EXERCISE:
Can you copy out each of the records below word for word, keeping every line as it appears?

EXCERPTED RECORDS:
↓↓↓
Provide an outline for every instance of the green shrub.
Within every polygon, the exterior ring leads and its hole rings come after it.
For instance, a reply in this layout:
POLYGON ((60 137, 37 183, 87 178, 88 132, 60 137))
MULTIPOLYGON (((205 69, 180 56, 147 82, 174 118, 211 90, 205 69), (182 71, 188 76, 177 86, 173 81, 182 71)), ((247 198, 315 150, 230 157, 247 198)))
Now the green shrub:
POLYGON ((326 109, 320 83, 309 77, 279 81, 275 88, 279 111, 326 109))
↑↑↑
SOLUTION TO THIS TASK:
Provide an outline for every instance of the green shrub.
Within every polygon, the exterior ring leads and its hole rings come after it.
For instance, a reply in this layout:
POLYGON ((60 137, 37 183, 87 178, 88 132, 60 137))
MULTIPOLYGON (((205 69, 180 56, 147 82, 174 118, 211 90, 205 69), (182 71, 188 76, 177 86, 173 81, 182 71)), ((247 198, 315 150, 230 157, 247 198)))
Now the green shrub:
POLYGON ((326 109, 320 83, 309 77, 279 81, 275 88, 279 111, 326 109))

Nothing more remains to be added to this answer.